[Begin TASK DATA]

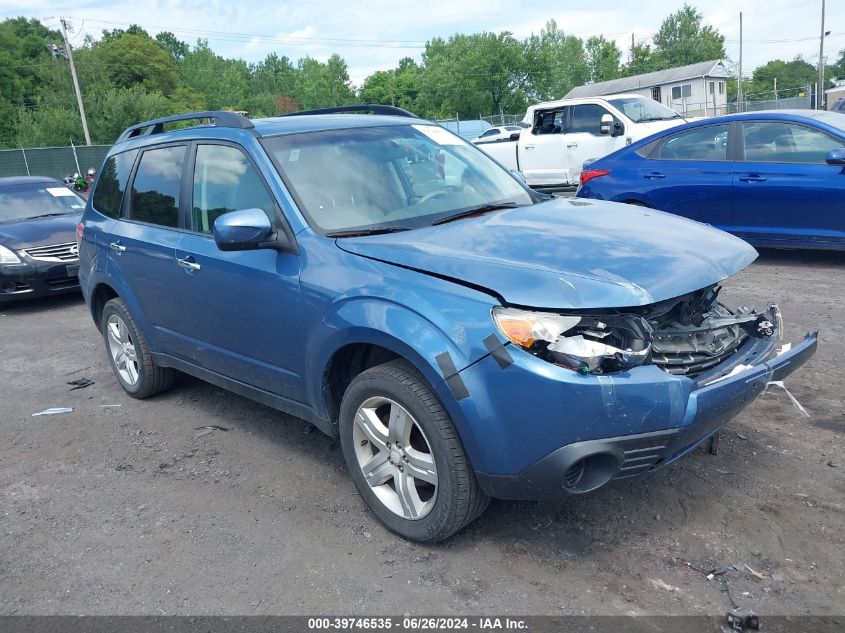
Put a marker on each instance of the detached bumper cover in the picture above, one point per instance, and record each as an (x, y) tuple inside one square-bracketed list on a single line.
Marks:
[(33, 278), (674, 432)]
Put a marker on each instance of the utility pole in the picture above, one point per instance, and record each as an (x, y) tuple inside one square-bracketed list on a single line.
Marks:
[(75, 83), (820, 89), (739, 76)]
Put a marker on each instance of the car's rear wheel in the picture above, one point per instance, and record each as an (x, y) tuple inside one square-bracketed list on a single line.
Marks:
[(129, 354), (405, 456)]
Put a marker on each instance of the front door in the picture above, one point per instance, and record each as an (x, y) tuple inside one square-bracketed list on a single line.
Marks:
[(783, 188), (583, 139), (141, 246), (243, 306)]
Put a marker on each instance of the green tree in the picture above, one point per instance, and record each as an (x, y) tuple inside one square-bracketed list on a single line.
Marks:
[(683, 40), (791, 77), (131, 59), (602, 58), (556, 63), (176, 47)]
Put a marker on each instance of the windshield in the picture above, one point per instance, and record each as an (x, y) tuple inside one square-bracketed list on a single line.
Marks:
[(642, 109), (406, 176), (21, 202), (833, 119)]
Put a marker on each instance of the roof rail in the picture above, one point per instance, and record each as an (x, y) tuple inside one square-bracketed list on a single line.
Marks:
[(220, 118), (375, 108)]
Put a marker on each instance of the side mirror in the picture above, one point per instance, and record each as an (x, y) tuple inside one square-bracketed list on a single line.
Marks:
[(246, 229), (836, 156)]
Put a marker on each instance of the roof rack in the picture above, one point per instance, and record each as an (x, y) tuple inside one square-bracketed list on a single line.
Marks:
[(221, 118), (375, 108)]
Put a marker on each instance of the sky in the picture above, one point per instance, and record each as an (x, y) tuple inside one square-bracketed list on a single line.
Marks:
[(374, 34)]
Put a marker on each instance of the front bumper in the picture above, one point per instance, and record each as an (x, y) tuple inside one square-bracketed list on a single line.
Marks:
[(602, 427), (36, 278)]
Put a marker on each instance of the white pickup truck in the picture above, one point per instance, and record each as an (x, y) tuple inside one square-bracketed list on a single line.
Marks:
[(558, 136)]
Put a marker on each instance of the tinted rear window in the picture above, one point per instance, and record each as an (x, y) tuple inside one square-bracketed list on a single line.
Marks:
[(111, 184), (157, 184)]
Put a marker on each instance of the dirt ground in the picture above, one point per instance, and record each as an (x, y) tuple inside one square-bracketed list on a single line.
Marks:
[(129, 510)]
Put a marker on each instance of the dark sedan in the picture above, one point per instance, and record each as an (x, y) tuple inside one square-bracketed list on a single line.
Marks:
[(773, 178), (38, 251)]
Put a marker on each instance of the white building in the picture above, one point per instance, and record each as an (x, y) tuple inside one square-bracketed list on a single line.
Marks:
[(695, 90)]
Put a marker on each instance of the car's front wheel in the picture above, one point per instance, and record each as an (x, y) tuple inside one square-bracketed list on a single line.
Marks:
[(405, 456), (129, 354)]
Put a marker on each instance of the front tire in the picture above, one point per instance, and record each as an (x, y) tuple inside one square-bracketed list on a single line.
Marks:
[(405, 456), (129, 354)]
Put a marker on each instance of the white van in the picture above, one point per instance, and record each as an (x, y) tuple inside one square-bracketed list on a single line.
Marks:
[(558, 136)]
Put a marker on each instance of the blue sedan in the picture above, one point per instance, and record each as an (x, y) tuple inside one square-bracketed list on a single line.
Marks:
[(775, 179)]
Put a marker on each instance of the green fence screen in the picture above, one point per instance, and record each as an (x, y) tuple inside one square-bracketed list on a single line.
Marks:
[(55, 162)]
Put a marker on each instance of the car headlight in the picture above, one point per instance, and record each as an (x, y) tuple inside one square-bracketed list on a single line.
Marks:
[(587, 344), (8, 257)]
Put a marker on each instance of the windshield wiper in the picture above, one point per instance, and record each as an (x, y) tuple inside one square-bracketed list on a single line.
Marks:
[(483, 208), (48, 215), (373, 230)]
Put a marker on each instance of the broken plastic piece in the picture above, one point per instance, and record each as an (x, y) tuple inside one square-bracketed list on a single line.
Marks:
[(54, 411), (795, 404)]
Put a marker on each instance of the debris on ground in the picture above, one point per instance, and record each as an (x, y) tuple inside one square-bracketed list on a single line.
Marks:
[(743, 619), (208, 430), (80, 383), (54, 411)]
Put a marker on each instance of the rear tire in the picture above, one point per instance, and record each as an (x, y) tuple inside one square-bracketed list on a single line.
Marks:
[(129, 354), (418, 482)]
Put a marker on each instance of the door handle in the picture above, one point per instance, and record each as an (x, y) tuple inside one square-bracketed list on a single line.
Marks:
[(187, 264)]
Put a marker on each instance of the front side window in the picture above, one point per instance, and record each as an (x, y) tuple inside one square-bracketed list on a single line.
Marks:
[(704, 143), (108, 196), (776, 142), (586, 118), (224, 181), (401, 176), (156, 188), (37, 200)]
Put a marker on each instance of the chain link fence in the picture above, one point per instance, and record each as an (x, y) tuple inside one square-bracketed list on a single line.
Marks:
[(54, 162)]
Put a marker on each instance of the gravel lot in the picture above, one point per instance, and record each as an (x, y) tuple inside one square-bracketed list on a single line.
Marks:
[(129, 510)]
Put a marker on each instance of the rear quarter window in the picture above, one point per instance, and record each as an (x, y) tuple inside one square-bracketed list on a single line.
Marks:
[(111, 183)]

[End TASK DATA]

## WHAT NEEDS TO BE DONE
Put everything from the start of the material down to and including the line containing "[(33, 278), (674, 432)]" into a JSON list of strings, one string per line. Skip blank lines and leave the pictures out.

## PROBLEM SOLUTION
[
  "Put a marker on each instance of the detached bumper cover in the picture above, one point per instance, and record each as an (x, y) tuple inside one square-bracketed list on a single line.",
  "Marks:",
  "[(33, 278), (674, 432)]"
]